Task directions ▸
Starting at the top of the records and continuing through the line with "box: [552, 153, 581, 232]", rename "positive clicks" to "inclusion clicks" and keep everything else in those lines unchanged. Leave out the pictures.

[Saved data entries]
◇ ◇ ◇ ◇ ◇ ◇ ◇
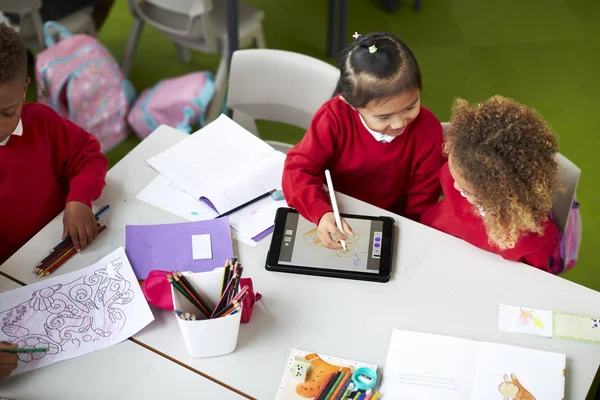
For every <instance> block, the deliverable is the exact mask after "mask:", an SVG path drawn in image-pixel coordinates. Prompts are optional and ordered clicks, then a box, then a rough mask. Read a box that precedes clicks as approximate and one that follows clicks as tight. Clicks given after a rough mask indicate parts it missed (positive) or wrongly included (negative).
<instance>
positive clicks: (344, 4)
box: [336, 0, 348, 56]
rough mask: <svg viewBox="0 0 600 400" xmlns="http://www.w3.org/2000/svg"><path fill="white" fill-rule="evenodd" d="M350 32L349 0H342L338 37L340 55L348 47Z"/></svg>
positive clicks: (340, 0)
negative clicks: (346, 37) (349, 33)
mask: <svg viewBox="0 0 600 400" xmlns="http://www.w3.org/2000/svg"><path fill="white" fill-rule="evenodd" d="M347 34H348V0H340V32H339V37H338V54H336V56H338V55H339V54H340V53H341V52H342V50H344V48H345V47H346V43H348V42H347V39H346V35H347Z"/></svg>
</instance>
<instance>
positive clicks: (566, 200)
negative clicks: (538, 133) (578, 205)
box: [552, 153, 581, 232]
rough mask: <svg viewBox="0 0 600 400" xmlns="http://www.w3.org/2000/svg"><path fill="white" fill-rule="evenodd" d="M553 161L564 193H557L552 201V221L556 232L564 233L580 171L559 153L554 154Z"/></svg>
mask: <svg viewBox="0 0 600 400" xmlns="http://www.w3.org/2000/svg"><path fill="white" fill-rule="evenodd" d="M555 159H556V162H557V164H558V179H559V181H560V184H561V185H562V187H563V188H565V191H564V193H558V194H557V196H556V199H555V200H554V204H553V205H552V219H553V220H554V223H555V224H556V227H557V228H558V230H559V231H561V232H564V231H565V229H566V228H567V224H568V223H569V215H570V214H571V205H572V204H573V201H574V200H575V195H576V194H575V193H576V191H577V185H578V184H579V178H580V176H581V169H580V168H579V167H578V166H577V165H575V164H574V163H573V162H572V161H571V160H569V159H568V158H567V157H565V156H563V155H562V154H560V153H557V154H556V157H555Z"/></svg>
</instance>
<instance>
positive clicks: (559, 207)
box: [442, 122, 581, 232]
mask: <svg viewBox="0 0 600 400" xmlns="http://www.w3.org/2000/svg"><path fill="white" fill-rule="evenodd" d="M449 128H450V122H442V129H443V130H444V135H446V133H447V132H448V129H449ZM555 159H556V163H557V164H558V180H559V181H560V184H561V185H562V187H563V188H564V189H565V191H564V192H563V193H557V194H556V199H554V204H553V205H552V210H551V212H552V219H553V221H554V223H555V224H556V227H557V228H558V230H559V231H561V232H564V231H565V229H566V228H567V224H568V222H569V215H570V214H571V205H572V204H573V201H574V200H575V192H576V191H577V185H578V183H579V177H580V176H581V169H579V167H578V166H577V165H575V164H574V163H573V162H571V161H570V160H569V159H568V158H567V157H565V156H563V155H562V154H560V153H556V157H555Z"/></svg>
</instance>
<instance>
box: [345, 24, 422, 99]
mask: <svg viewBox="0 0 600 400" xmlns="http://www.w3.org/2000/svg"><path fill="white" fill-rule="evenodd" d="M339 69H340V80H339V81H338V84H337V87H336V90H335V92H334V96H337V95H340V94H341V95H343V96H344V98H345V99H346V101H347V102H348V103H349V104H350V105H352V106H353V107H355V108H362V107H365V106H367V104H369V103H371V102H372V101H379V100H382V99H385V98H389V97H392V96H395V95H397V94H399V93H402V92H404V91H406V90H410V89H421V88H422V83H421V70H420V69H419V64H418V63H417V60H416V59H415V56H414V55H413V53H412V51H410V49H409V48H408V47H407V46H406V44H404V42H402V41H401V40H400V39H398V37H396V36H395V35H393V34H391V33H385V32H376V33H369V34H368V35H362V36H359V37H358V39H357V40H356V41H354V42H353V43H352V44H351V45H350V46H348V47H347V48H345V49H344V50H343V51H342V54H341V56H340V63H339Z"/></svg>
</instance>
◇ ◇ ◇ ◇ ◇ ◇ ◇
Answer box ▸
For every <instance> block, the deliverable is the exact mask after "mask:", an SVG path drawn in image-pixel coordinates. Prompts are optional and ordered clicks, then a box, then a rough mask. Read a box that precedes clicks as approximate and one that follows clicks as tight. Clicks given after a rough mask indicate parts it missed (positive) or wrongly included (negative).
<instance>
inclusion clicks: (344, 4)
box: [336, 0, 348, 56]
rough mask: <svg viewBox="0 0 600 400" xmlns="http://www.w3.org/2000/svg"><path fill="white" fill-rule="evenodd" d="M350 32L349 0H342L338 37L340 55L348 47Z"/></svg>
inclusion clicks: (340, 0)
negative clicks: (346, 37) (349, 33)
mask: <svg viewBox="0 0 600 400" xmlns="http://www.w3.org/2000/svg"><path fill="white" fill-rule="evenodd" d="M347 34H348V0H340V32H339V37H338V54H336V56H338V55H339V54H340V53H341V52H342V50H344V48H345V47H346V43H348V42H347V39H346V35H347Z"/></svg>
</instance>
<instance>
inclusion clicks: (566, 200)
negative clicks: (538, 133) (578, 205)
box: [552, 153, 581, 232]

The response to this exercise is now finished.